-- Exercise data start --

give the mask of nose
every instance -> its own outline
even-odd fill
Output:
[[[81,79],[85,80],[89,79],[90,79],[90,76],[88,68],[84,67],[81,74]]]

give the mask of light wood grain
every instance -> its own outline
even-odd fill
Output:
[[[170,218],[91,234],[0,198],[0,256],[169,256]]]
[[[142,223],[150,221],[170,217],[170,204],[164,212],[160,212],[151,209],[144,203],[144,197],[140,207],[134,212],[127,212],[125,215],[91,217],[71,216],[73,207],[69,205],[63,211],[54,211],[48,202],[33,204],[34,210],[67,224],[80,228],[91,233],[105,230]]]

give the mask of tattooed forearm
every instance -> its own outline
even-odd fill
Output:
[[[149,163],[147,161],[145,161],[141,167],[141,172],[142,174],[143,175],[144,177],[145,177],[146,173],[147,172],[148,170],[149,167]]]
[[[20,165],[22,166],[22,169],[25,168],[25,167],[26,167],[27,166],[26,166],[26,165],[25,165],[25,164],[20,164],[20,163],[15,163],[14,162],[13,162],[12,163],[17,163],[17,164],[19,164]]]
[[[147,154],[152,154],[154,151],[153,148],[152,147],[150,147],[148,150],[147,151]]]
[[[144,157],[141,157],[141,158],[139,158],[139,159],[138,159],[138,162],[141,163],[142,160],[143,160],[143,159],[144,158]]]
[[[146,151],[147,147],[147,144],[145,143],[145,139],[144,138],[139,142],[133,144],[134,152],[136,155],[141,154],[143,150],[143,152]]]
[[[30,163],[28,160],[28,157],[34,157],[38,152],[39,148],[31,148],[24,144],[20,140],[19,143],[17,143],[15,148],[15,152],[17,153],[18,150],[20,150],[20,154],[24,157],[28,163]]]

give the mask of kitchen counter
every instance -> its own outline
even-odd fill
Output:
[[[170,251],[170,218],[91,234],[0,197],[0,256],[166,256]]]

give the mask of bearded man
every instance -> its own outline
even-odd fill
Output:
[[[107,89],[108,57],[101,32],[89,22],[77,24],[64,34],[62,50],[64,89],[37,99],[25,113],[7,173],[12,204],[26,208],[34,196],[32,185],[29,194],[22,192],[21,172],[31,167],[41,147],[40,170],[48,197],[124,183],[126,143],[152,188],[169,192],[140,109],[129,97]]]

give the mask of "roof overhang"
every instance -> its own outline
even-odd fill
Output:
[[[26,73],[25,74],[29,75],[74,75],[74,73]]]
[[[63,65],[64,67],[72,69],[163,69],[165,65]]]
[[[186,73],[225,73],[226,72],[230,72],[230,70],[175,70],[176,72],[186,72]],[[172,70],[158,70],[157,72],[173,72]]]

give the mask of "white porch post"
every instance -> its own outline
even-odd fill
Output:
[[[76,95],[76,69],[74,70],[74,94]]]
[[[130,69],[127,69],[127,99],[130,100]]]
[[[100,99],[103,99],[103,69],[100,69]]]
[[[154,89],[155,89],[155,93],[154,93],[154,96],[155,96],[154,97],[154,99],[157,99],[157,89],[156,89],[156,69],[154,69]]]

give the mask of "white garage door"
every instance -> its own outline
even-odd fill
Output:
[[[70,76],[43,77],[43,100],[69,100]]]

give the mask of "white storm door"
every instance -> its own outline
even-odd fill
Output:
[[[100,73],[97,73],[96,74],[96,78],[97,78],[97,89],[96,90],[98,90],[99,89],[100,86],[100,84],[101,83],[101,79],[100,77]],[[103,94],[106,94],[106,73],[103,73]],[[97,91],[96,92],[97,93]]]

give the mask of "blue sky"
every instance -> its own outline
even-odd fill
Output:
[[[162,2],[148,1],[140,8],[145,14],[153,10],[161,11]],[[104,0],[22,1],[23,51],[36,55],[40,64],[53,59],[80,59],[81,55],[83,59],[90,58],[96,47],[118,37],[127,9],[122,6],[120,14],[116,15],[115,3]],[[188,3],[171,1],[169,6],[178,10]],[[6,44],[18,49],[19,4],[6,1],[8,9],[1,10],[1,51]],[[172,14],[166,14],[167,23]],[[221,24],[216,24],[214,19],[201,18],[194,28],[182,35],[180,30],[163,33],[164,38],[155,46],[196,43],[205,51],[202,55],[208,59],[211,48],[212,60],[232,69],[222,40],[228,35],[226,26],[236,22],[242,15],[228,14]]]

-- Exercise data end --

- [Your goal] Please rewrite the listing above, replacing every "even-odd" with "nonzero" and leaving everything else unchanged.

- [Output]
give the mask of nose
every instance -> its own outline
nonzero fill
Output:
[[[81,79],[85,80],[89,79],[90,79],[90,76],[88,68],[84,67],[81,74]]]

give the mask of light wood grain
every instance -> its own outline
nonzero fill
Output:
[[[170,218],[91,234],[0,198],[0,256],[169,256]]]
[[[142,223],[150,221],[170,217],[170,204],[164,212],[160,212],[151,209],[144,203],[144,197],[140,207],[134,212],[127,212],[125,215],[91,217],[71,216],[73,207],[69,205],[63,211],[54,211],[48,202],[33,204],[34,210],[67,224],[80,228],[91,233],[105,230]]]

give the mask of tattooed forearm
every instance -> its own outline
nonzero fill
Output:
[[[149,163],[147,161],[145,161],[141,167],[141,172],[142,174],[143,175],[144,177],[145,177],[146,173],[147,172],[148,170],[149,167]]]
[[[20,165],[22,166],[22,169],[25,168],[25,167],[26,167],[27,166],[26,166],[26,165],[25,165],[25,164],[20,164],[20,163],[15,163],[14,162],[13,162],[12,163],[17,163],[17,164],[19,164]]]
[[[147,154],[152,154],[154,151],[153,148],[152,147],[150,147],[148,150],[147,151]]]
[[[144,157],[141,157],[141,158],[139,158],[139,159],[138,159],[138,162],[141,163],[142,160],[143,160],[143,159],[144,158]]]
[[[146,151],[147,147],[147,144],[145,143],[145,139],[144,138],[139,142],[133,144],[134,152],[136,155],[141,154],[143,150],[143,152]]]
[[[30,163],[28,160],[28,157],[34,157],[38,152],[39,148],[31,148],[24,144],[20,140],[19,143],[17,143],[15,148],[15,152],[17,153],[18,150],[20,150],[20,154],[24,157],[28,163]]]

give the mask of kitchen counter
every instance -> its own outline
nonzero fill
Output:
[[[170,251],[170,218],[91,234],[0,197],[0,256],[166,256]]]

give the mask of bearded man
every instance -> its own outline
nonzero fill
Output:
[[[107,89],[108,57],[101,32],[89,22],[77,24],[64,34],[62,50],[64,89],[37,99],[25,113],[7,173],[12,204],[26,208],[34,196],[32,185],[29,194],[22,192],[21,172],[31,167],[41,147],[40,170],[48,197],[124,183],[126,143],[152,188],[169,192],[140,109],[129,97]]]

give the mask of "roof overhang"
every instance -> its own outline
nonzero fill
Output:
[[[26,73],[25,74],[29,75],[74,75],[74,73]]]
[[[63,65],[64,67],[72,69],[163,69],[165,65]]]
[[[186,73],[225,73],[226,72],[230,72],[230,70],[175,70],[176,72],[186,72]],[[172,70],[158,70],[157,72],[173,72]]]

give the mask of "white porch post"
every instance -> its own outline
nonzero fill
Output:
[[[76,95],[76,69],[74,70],[74,94]]]
[[[130,69],[127,69],[127,99],[130,100]]]
[[[100,99],[103,99],[103,69],[100,69]]]
[[[154,89],[155,89],[155,93],[154,93],[154,96],[155,96],[154,97],[154,99],[157,99],[157,89],[156,89],[156,69],[154,69]]]

give the mask of "white garage door"
every instance -> its own outline
nonzero fill
Output:
[[[70,76],[43,77],[43,100],[69,100]]]

give the mask of "white storm door"
every instance -> its own outline
nonzero fill
Output:
[[[100,73],[97,73],[96,74],[96,78],[97,78],[97,89],[96,90],[98,90],[99,89],[100,86],[100,84],[101,83],[101,79],[100,77]],[[103,94],[106,94],[106,73],[103,73]],[[97,91],[96,92],[97,93]]]

give the mask of "blue sky"
every instance -> its own outline
nonzero fill
Output:
[[[162,2],[148,1],[140,8],[145,14],[153,10],[161,11]],[[104,0],[22,1],[23,51],[36,55],[40,64],[53,59],[80,59],[81,55],[83,59],[90,58],[96,47],[118,37],[127,9],[122,6],[120,14],[116,15],[115,3]],[[188,3],[171,1],[169,6],[178,10]],[[6,44],[18,49],[19,4],[6,1],[8,9],[1,10],[1,51]],[[172,14],[166,14],[167,23]],[[221,24],[216,24],[214,19],[201,18],[194,28],[182,35],[180,30],[163,33],[164,38],[155,46],[196,43],[205,51],[202,55],[208,59],[211,48],[212,60],[232,69],[222,40],[228,35],[226,26],[236,22],[242,15],[228,14]]]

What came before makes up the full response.